A revised economic dispatch that addresses power supply problems will provide additional proof that the WESM scam hatched by the DOE and the SMCPC is useless for economic operations of the Mindanao grid.


A Revised Economic Dispatch for the Mindanao Grid


The revisions to the economic dispatch operations being carried out by the NGCP include the following rules:


1. Economic dispatch must be done in three stages, first, for the variable or non-dispatchable renewable energy power plants (in compliance with the Renewable Energy Law), then for baseload power plants, and last for intermediate and peaking (I-P) power plants.


2. Priority of dispatch for baseload power plants and I-P power plants must be based on ERC-approved rates for the power plants (instead of using marginal costs), with power plants having lower rates dispatched first for each category.


This means that for baseload requirements, the power plant with lowest rate will be dispatched first until the baseload power supply is equal to the demand for baseload. Then the power plants for intermediate and peaking load will be dispatched in the order of ERC-approved rates, from lowest to highest.


3. Only the minimum power of the Agus hydro plants should be used for baseload power supply, and any generation above the minimum requirement should be used for intermediate peaking power supply.

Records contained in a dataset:
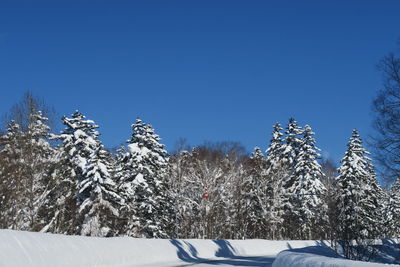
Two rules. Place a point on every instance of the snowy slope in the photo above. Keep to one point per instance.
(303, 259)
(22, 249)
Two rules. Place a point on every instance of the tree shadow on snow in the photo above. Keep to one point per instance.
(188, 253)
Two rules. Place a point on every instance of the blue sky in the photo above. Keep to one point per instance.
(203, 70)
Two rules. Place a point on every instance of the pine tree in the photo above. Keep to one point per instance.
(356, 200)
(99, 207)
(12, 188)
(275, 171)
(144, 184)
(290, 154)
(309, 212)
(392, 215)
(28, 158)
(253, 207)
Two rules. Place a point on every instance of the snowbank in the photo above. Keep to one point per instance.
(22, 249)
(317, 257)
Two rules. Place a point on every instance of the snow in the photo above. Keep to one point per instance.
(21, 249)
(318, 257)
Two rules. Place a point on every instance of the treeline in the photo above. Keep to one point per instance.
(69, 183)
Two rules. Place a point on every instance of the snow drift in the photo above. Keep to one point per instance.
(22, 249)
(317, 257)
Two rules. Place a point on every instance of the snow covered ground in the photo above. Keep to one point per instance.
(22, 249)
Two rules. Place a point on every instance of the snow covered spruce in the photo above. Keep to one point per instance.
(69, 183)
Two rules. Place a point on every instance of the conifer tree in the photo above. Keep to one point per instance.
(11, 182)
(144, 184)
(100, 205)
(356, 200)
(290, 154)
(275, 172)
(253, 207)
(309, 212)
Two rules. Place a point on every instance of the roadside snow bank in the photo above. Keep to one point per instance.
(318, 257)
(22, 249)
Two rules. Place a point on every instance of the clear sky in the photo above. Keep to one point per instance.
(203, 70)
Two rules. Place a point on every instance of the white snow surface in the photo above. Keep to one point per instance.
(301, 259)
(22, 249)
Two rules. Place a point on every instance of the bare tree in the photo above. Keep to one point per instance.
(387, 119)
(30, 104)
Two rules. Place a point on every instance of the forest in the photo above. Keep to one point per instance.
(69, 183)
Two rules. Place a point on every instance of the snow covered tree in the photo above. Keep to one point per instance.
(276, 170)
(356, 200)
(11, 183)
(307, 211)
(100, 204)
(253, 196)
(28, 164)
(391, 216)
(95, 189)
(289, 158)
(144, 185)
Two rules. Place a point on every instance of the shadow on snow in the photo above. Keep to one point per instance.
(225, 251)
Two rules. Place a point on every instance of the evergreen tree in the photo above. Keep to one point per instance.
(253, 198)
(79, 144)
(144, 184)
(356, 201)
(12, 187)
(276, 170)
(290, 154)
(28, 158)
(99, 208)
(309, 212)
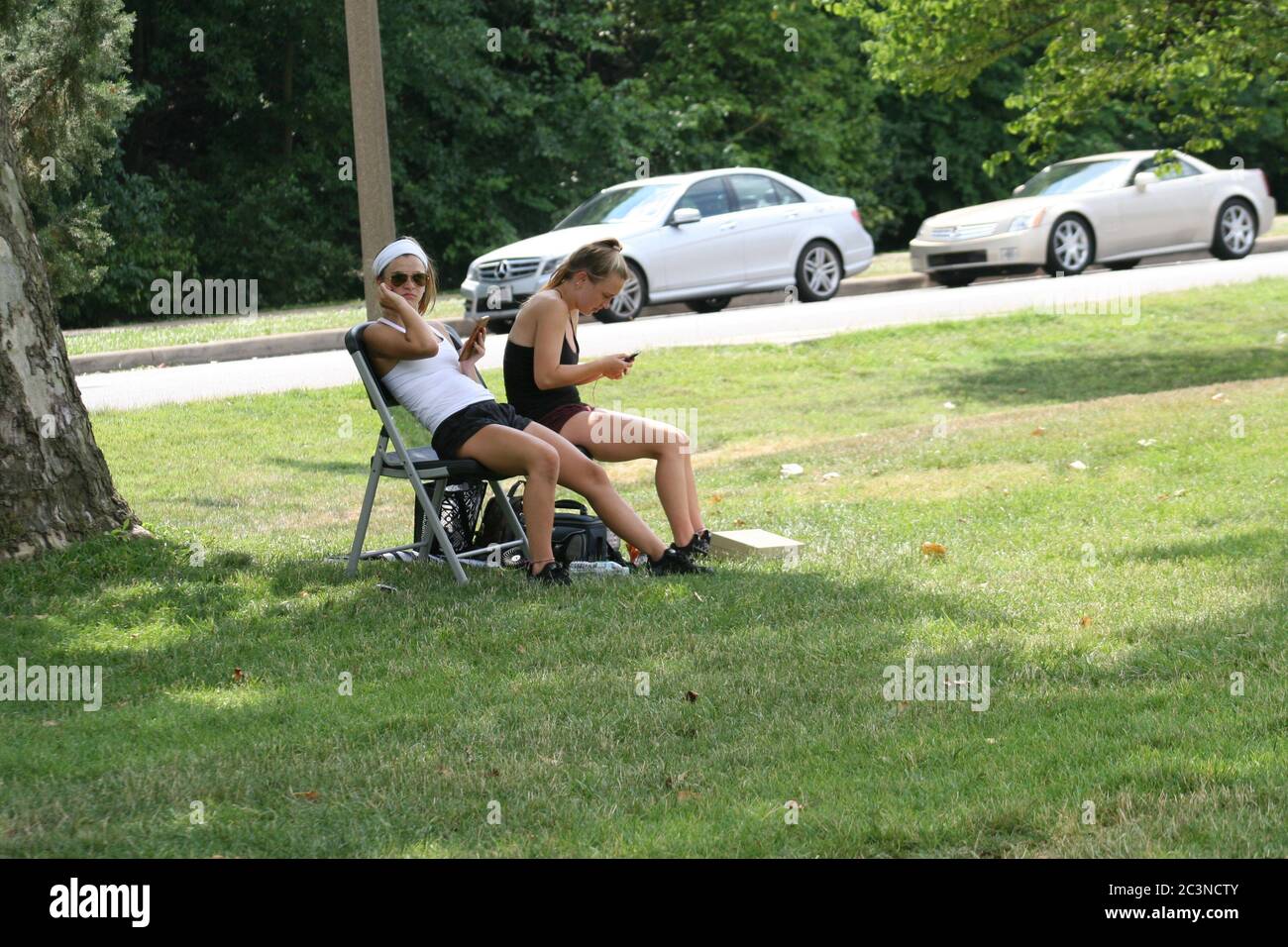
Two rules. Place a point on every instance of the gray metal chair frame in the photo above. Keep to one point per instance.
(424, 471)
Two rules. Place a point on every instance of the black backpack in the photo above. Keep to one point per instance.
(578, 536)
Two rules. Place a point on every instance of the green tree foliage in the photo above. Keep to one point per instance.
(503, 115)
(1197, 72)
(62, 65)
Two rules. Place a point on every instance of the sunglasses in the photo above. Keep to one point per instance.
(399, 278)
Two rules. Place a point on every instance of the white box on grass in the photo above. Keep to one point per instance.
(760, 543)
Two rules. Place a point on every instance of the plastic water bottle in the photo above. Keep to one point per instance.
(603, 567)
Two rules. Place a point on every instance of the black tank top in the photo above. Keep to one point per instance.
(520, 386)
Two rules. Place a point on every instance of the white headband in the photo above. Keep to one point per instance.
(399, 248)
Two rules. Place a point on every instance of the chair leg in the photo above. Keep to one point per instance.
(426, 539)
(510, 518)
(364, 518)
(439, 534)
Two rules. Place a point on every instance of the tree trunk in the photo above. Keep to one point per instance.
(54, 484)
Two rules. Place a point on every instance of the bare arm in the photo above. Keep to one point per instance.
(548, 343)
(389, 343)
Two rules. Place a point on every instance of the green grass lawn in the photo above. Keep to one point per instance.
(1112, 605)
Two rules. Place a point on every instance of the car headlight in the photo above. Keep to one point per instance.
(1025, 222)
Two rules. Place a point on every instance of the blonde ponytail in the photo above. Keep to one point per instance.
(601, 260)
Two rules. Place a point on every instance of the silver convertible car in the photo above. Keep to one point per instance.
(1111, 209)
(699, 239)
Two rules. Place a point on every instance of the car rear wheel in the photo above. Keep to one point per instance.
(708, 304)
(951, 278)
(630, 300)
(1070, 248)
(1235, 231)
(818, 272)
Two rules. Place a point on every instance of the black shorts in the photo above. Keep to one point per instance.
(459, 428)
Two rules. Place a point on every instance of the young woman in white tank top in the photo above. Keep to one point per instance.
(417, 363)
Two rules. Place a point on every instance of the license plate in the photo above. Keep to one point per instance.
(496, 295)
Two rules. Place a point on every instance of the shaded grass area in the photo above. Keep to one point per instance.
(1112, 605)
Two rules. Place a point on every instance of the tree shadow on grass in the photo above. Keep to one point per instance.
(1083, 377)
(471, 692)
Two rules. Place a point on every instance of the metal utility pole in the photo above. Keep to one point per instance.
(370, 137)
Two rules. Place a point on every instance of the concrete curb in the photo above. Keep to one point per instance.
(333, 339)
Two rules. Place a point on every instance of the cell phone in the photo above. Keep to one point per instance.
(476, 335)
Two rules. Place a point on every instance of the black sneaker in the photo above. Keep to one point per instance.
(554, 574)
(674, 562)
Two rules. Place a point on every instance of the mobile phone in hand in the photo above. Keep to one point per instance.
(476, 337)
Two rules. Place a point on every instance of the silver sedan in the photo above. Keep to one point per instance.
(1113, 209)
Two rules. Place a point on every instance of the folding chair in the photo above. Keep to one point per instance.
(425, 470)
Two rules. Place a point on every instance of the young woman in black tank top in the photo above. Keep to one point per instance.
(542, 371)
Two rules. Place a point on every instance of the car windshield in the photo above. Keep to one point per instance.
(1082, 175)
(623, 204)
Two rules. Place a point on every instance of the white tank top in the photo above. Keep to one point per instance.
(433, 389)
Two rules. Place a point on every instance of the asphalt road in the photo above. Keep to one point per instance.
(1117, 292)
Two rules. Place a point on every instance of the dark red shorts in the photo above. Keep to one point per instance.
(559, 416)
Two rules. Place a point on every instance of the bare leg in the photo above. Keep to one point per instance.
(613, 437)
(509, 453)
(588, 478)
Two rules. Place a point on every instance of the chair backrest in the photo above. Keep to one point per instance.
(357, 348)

* **Directions**:
1 - Translate this sentence from the Mindanao grid text into Spanish: "Then the power plants for intermediate and peaking load will be dispatched in the order of ERC-approved rates, from lowest to highest."
2 - In the Mindanao grid text, what must the dispatch priority for baseload and I-P power plants be based on?
3 - Copy the part of the Mindanao grid text between "This means that" and "peaking power supply.", inclusive.

* **Responses to the tasks**:
1 - Luego, las centrales eléctricas para la carga intermedia y de punta se despacharán en el orden de las tarifas aprobadas por la ERC, de la más baja a la más alta.

2 - ERC-approved rates for the power plants, instead of marginal costs.

3 -
This means that for baseload requirements, the power plant with lowest rate will be dispatched first until the baseload power supply is equal to the demand for baseload. Then the power plants for intermediate and peaking load will be dispatched in the order of ERC-approved rates, from lowest to highest.


3. Only the minimum power of the Agus hydro plants should be used for baseload power supply, and any generation above the minimum requirement should be used for intermediate peaking power supply.